» **PROBLEM**
Scan the records for the line containing "of the river"; extract it and all later lines, verbatim, through the end, and nothing before it.

Collected data

↓

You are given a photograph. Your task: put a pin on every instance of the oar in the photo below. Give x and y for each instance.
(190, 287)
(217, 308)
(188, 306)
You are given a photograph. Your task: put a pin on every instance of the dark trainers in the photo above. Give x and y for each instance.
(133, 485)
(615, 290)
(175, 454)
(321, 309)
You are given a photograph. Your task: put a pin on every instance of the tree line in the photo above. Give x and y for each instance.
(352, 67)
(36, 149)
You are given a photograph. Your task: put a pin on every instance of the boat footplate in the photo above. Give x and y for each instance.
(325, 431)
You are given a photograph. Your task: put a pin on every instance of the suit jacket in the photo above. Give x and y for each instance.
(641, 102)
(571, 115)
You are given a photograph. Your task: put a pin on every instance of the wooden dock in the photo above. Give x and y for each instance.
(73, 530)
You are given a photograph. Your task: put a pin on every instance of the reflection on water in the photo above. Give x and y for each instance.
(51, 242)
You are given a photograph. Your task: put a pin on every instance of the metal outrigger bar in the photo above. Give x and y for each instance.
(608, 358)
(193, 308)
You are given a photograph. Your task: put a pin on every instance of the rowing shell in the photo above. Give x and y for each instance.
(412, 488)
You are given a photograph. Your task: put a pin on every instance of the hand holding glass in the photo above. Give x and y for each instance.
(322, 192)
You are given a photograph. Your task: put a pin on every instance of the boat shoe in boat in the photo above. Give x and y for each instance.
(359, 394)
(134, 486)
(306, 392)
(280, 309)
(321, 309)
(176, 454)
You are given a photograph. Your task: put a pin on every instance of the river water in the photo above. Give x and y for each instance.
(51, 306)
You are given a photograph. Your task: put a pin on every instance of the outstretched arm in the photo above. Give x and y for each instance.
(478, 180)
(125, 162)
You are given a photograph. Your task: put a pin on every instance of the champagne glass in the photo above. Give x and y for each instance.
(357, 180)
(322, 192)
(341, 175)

↑

» **PROBLEM SOLUTION**
You are given a photograph. Your task: put a pin on every instance of the river water in the photo above. Give x and y for each instance.
(51, 306)
You are given a photograph. Your task: put a pin on every instance of the outstretched arm in the photo above. Give x and y for each instance.
(478, 180)
(125, 162)
You are given a photograph. Your task: put a pin on every instance of the champagne glass in the photo above. Give x and y for each instance.
(357, 180)
(322, 192)
(341, 175)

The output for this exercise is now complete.